Among the entries below, find the lines that hold the word "store" and report them.
※ ※ ※
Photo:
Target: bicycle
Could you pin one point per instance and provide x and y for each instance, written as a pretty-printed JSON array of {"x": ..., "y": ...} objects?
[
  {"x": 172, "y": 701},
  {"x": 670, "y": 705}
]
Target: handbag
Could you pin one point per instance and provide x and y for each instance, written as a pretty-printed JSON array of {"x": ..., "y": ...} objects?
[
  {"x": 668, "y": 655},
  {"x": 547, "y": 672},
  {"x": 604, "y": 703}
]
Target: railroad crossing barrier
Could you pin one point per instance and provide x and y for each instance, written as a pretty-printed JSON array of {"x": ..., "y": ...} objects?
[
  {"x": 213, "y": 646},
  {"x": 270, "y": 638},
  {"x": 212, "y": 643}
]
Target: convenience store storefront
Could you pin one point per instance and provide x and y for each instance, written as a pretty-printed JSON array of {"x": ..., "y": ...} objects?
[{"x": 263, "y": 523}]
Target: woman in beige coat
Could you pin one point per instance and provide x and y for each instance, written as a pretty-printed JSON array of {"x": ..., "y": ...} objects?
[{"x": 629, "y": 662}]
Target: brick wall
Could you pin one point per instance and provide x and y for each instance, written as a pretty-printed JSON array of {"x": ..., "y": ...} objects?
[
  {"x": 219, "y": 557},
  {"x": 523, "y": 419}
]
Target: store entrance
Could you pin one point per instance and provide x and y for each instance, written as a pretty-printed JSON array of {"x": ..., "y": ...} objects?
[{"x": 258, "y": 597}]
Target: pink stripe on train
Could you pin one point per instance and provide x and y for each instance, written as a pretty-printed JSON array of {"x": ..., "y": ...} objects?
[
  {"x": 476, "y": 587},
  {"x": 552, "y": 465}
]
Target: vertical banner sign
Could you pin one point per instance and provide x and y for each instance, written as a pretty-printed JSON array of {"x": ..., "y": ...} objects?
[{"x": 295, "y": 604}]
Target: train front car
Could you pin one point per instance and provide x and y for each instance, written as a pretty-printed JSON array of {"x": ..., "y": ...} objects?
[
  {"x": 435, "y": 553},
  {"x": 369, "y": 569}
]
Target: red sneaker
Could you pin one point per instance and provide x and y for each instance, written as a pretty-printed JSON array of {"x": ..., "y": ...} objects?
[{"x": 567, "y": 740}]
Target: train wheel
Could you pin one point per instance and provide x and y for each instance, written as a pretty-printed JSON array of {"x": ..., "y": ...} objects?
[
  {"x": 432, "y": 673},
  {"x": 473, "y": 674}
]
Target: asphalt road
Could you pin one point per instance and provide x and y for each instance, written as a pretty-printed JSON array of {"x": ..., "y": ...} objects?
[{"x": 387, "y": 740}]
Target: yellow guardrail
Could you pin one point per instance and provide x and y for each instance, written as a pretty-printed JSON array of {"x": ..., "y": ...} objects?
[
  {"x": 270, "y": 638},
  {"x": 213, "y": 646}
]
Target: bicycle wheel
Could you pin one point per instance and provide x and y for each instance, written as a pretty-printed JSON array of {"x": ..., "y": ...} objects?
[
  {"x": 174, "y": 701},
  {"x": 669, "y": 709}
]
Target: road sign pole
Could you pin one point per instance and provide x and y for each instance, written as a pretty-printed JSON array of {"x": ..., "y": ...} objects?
※ ※ ※
Response to this exercise:
Target: convenience store storefront
Target: store entrance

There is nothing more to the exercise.